## [What needs to be done]
Reproduce the listing exactly, with no pictures in your copy.

Records contained in a dataset

'''

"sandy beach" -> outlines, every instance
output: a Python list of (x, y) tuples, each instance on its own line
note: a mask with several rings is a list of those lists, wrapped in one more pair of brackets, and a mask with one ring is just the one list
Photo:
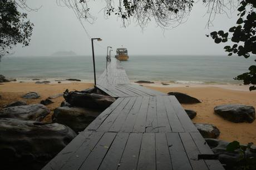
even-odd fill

'''

## [Solution to this problem]
"sandy beach" -> outlines, every instance
output: a Python list of (x, y) tuples, each instance on its own line
note: a mask with several rings is a list of those lists, wrapped in one more pair of brackets, and a mask with one ring is just the one list
Photo:
even-odd fill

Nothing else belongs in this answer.